# PROBLEM DETAILS:
Reproduce the listing below in full, requests included, scaling every x and y coordinate in the answers by 0.45 and rounding each to a whole number, with halves rounded up. Omit the pictures.

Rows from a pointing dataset

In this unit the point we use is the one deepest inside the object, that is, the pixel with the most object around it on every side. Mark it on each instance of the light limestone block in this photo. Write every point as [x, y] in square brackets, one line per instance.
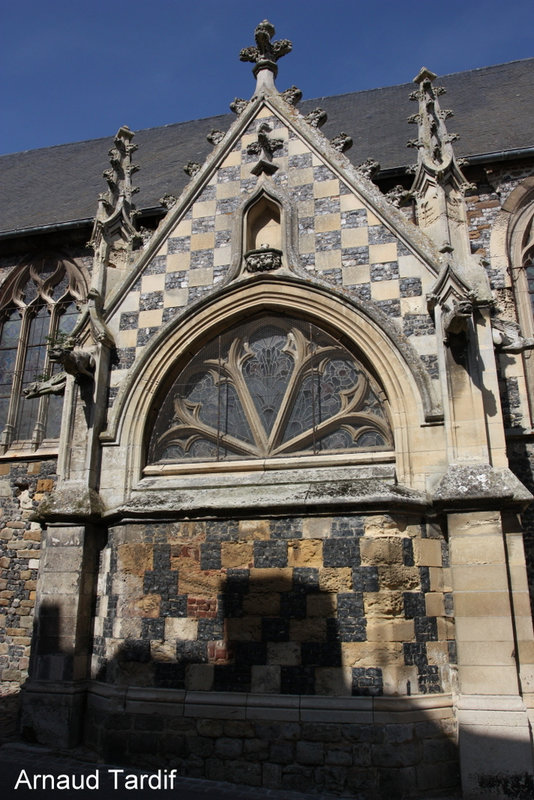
[232, 159]
[335, 579]
[254, 529]
[481, 604]
[427, 552]
[485, 653]
[201, 277]
[175, 297]
[153, 283]
[384, 290]
[181, 628]
[326, 222]
[126, 338]
[177, 262]
[350, 202]
[297, 147]
[206, 209]
[326, 189]
[182, 229]
[354, 275]
[302, 553]
[484, 629]
[379, 253]
[222, 256]
[354, 237]
[150, 319]
[299, 177]
[317, 527]
[203, 241]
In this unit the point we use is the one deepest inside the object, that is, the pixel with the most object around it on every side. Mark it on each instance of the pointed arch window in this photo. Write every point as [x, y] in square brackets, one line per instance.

# EXERCISE RESPONSE:
In this unit the point we use is the one deepest inside the object, that is, the pixel with the most object around it on every side. Mark it on each instance of the light limestone block in this photo. Write every point as [x, y] in square brackets, one line per instance.
[104, 72]
[151, 261]
[114, 238]
[216, 272]
[192, 248]
[218, 294]
[90, 125]
[79, 134]
[69, 127]
[173, 131]
[81, 283]
[147, 100]
[57, 152]
[80, 118]
[158, 91]
[134, 66]
[93, 94]
[147, 85]
[82, 103]
[159, 124]
[136, 249]
[218, 283]
[171, 114]
[100, 115]
[159, 107]
[68, 144]
[135, 80]
[143, 237]
[91, 108]
In this unit the point we use is the one deepest inside the object, that is, the pixel with the most object around it on every side. Mark it on each instance of the pointed arch window in this photo. Write every point as [x, y] in square brackets, one line per instance.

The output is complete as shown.